---------- Available data
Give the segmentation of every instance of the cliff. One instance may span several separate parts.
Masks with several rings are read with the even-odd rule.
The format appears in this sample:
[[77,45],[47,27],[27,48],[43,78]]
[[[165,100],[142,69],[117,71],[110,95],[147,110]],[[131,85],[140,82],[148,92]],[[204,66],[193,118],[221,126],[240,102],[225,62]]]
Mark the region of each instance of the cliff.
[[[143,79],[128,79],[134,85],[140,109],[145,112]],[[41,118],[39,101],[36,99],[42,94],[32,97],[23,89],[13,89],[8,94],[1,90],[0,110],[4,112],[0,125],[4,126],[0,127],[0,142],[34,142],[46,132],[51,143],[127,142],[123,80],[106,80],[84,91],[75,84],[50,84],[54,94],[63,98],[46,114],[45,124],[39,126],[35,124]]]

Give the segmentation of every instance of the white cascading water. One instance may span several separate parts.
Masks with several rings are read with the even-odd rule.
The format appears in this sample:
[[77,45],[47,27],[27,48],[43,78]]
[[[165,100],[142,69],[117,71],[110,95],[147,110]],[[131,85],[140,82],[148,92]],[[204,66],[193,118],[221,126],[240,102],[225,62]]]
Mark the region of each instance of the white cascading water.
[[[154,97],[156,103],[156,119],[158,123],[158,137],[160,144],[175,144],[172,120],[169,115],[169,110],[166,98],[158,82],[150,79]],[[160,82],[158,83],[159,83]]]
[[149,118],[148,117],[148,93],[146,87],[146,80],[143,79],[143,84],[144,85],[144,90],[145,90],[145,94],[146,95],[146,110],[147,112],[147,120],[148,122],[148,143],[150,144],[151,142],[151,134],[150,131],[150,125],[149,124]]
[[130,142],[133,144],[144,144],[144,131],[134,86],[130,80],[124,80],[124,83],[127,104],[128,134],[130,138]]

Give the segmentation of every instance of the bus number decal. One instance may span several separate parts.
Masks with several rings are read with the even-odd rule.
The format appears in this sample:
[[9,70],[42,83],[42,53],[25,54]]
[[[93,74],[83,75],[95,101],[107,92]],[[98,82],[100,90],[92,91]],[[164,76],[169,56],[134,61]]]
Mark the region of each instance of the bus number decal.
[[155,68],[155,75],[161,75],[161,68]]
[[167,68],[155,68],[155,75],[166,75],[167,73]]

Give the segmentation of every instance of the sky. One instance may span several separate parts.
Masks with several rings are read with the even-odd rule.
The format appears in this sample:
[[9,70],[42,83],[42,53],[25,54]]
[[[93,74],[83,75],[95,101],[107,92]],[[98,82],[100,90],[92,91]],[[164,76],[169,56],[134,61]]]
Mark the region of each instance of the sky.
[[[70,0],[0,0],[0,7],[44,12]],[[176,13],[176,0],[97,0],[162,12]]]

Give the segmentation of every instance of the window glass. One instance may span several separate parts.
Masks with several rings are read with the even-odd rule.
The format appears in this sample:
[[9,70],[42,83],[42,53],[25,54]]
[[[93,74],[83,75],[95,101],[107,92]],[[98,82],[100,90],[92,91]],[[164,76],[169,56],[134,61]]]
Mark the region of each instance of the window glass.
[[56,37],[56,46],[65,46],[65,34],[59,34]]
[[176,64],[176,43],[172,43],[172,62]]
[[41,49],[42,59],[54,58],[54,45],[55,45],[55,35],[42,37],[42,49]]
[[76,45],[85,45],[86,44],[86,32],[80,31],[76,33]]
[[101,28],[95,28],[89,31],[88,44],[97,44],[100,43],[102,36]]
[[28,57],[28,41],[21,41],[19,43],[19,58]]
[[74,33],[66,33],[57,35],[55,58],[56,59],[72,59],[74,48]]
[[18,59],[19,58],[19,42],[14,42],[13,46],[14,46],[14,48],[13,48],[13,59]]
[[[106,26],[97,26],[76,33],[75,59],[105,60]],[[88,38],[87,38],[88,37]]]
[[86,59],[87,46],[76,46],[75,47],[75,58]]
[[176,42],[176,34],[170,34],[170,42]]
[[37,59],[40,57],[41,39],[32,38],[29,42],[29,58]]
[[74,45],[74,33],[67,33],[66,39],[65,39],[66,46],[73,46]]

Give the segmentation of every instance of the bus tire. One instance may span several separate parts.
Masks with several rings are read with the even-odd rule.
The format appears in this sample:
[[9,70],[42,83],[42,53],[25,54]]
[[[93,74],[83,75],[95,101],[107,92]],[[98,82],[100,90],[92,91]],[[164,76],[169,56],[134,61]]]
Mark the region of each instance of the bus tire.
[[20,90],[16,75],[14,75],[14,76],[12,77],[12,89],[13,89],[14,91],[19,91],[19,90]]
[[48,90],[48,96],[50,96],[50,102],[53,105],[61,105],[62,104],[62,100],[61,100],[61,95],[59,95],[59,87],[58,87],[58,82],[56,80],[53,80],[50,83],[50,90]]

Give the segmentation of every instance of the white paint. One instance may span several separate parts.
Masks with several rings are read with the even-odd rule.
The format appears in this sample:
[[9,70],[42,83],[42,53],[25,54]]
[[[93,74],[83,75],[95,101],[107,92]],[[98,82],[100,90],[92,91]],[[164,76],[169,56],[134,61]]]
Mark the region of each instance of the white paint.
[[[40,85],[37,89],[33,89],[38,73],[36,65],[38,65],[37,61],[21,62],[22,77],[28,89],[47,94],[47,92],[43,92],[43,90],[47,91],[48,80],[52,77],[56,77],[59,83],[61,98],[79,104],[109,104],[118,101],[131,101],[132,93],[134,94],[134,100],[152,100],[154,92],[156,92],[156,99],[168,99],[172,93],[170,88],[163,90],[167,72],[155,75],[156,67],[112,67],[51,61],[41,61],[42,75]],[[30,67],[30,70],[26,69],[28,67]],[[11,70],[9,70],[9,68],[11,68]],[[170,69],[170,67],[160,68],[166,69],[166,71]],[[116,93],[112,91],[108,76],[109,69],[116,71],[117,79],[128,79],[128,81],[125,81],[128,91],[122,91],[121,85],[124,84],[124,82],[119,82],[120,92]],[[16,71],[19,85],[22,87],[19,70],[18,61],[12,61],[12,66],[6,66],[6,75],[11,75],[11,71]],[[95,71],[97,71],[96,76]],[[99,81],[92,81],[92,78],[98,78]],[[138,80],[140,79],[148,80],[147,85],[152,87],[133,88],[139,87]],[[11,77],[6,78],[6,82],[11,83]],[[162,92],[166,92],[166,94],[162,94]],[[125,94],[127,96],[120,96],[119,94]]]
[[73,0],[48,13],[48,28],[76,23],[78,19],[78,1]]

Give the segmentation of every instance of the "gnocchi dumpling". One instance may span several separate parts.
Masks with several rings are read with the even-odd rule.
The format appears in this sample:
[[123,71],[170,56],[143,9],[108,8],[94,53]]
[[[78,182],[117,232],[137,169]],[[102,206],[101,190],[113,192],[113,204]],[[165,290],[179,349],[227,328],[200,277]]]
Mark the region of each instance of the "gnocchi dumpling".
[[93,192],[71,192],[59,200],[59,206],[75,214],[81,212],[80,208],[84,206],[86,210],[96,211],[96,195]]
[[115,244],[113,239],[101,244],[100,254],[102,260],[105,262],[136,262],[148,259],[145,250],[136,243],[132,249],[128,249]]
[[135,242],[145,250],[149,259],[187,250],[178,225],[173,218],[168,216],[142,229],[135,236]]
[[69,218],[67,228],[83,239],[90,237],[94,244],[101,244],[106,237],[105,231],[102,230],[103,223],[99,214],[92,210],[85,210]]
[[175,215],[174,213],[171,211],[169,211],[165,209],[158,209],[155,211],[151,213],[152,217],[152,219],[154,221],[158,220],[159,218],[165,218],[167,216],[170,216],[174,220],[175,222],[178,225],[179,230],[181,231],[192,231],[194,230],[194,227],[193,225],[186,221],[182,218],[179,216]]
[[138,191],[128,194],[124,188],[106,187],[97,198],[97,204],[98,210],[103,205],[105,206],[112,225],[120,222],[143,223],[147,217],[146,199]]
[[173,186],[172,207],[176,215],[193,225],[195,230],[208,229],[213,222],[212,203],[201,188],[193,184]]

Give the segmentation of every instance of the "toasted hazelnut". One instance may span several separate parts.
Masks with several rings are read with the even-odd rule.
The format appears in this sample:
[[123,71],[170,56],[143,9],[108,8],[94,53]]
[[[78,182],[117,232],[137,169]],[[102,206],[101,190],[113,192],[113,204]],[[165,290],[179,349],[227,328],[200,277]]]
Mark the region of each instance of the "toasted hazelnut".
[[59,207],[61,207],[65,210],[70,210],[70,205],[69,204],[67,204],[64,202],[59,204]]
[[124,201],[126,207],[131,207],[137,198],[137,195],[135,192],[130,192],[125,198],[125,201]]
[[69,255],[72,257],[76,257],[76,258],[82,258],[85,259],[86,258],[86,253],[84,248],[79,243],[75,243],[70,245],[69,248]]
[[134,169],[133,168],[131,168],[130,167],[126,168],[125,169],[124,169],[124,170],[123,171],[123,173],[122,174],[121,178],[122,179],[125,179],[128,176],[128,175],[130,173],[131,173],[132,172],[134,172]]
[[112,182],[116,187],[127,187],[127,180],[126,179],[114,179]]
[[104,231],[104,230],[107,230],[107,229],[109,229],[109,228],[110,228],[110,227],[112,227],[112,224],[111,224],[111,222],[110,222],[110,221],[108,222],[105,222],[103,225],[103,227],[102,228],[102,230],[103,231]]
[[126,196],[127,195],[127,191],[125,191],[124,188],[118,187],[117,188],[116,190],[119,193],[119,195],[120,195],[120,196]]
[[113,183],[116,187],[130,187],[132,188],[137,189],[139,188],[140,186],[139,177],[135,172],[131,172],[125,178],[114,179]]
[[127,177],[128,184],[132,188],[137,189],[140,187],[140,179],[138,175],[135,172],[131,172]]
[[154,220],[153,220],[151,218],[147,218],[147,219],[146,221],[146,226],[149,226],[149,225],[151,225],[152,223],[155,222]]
--------------------
Please show every line of the material above that contains the string "glass". Case counts.

Give the segmentation of every instance of the window glass. One instance may span several separate parts.
Mark the region of each instance of the window glass.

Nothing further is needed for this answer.